→ OBJECTIVE:
Transcribe the lines in the records below word for word, omitting the pictures from your answer.

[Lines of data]
##############################
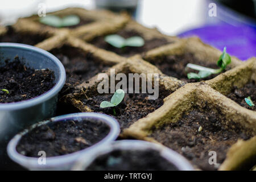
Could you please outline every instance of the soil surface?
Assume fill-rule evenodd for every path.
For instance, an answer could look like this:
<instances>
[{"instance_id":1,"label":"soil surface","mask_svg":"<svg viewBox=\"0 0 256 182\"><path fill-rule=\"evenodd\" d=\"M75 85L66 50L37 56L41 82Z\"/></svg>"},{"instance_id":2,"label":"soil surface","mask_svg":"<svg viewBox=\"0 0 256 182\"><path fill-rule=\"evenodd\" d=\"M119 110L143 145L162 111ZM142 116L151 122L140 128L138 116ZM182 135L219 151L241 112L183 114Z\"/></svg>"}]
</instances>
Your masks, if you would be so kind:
##############################
→ CORRECT RESPONSE:
Could you please outline every instance of the soil surface?
Assume fill-rule evenodd for every path.
For instance, an answer could look like this:
<instances>
[{"instance_id":1,"label":"soil surface","mask_svg":"<svg viewBox=\"0 0 256 182\"><path fill-rule=\"evenodd\" d=\"M75 85L66 50L37 56L41 82Z\"/></svg>"},{"instance_id":2,"label":"soil surface","mask_svg":"<svg viewBox=\"0 0 256 182\"><path fill-rule=\"evenodd\" d=\"M119 110L143 145L162 111ZM142 116L151 122L140 128L138 116ZM182 135L219 151L241 112L183 114Z\"/></svg>"}]
</instances>
Your masks, if you would be so kind:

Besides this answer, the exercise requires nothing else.